(WHAT IS BEING ASKED) Reproduce the passage of the health care news report starting at "RYE, N.Y. –" and ending at "think about health.".

(EXTRACT PROVIDED)
════

RYE, N.Y. – Greenwich Hospital's Medical Director of Integrative Medicine Henri Roca delivered an analysis Wednesday at the Rye Free Reading Room of what he considers to be a grim outlook on the nation's current health and health care system.

According to Roca, the health care system in its current capacity is far more flawed than people realize. With the cost of health care increasing and the overall health of Americans as a whole decreasing, Roca said he urges Americans to reshape the way they think about health.

"How we define health care has nothing to do with health and everything to do with illness," Roca said. "So our language, our concept, our perception of how the world of health is organized is totally skewed."

Since 1990, the obesity rate in the United States has quadrupled from 6.7 percent to 33.8 percent, a figure Roca believes to be directly related to a breakdown in eating habits. According to Roca, in 1970 more than 90 percent of meals were prepared and eaten at home. In 2000, he said, that number fell to 50 percent. Roca also stated that as obesity rates increase, so will the rates of diabetes, heart disease and cancer.

════

(Collection entries)
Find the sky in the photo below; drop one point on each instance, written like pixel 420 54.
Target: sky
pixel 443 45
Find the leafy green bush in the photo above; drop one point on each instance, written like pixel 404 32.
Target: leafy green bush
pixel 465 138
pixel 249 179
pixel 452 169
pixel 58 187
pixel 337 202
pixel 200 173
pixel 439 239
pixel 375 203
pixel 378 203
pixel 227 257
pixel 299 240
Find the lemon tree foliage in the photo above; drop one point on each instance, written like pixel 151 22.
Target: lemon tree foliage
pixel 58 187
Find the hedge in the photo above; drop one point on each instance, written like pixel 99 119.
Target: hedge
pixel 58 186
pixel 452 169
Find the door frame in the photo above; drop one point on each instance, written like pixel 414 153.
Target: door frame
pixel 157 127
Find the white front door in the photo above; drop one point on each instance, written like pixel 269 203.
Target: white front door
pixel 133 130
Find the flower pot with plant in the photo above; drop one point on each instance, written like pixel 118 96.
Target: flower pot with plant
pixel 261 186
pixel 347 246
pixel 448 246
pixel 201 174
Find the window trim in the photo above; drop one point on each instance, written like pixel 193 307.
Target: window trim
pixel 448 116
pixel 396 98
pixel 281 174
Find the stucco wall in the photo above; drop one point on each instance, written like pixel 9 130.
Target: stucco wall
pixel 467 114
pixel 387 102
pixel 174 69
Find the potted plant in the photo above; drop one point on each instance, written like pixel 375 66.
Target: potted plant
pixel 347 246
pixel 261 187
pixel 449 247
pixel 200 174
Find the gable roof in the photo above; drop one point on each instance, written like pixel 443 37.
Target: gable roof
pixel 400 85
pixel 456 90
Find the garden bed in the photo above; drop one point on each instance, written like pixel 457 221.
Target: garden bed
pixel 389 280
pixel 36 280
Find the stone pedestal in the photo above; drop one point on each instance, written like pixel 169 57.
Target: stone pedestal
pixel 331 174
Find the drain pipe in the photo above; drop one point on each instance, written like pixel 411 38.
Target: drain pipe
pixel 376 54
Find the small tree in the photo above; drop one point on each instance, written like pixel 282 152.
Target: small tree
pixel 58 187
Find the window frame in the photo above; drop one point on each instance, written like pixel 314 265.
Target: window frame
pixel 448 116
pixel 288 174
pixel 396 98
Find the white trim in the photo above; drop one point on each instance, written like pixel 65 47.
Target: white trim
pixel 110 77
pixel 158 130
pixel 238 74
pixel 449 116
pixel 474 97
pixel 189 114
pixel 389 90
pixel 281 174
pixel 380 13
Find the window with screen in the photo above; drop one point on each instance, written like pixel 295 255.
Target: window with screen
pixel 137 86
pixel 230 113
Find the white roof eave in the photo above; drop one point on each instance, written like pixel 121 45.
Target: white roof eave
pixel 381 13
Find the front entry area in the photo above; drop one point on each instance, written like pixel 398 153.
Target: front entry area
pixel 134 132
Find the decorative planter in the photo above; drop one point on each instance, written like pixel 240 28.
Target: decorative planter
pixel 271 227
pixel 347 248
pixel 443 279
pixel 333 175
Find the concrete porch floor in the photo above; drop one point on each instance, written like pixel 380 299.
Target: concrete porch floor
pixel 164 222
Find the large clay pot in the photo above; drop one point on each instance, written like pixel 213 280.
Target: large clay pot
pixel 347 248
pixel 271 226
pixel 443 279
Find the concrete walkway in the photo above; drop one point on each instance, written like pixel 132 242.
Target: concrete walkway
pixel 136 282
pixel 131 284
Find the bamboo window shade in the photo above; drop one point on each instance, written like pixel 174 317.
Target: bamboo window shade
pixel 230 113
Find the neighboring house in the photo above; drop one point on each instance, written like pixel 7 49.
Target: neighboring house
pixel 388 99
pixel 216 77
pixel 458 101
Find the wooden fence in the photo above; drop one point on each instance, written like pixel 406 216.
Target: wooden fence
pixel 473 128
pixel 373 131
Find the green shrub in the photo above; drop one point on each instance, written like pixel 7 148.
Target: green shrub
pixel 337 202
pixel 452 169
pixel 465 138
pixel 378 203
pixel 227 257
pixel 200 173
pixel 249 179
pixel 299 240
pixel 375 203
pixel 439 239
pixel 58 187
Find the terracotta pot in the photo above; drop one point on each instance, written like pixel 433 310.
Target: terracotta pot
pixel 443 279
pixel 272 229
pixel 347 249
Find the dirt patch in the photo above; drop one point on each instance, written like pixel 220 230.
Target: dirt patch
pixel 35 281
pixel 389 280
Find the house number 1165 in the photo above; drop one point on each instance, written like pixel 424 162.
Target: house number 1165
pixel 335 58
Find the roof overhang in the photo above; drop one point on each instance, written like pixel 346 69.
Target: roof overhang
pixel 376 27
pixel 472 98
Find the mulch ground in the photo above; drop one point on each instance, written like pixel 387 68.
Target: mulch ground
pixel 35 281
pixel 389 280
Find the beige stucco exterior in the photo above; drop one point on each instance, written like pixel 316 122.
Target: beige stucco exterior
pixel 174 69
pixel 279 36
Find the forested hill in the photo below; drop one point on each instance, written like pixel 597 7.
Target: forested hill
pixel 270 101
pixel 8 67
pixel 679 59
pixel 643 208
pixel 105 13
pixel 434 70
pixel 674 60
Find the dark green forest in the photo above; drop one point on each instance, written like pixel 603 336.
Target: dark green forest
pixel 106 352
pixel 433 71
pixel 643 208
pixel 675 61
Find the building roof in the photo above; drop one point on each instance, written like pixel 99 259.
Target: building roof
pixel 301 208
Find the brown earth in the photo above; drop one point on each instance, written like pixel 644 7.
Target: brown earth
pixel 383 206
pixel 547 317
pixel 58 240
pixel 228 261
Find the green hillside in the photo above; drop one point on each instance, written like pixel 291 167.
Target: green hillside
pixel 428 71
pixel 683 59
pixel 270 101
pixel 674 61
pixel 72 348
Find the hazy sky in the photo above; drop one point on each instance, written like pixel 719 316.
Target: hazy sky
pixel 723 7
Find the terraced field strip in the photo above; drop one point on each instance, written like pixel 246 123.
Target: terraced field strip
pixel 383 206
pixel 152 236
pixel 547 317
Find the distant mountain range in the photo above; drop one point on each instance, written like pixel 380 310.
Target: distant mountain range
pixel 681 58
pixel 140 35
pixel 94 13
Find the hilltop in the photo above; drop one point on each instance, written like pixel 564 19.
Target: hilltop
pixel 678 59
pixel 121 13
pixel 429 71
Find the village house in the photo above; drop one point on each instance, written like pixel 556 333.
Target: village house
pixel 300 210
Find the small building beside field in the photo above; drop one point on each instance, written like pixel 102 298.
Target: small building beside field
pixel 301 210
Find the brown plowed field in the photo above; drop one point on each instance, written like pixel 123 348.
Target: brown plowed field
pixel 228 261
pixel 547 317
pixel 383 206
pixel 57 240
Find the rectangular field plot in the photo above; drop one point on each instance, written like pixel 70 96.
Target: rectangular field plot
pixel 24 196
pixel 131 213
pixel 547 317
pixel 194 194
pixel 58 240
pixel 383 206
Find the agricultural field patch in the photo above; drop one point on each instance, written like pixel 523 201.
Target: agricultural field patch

════

(SOLVED EXERCISE)
RYE, N.Y. – Greenwich Hospital's Medical Director of Integrative Medicine Henri Roca delivered an analysis Wednesday at the Rye Free Reading Room of what he considers to be a grim outlook on the nation's current health and health care system.

According to Roca, the health care system in its current capacity is far more flawed than people realize. With the cost of health care increasing and the overall health of Americans as a whole decreasing, Roca said he urges Americans to reshape the way they think about health.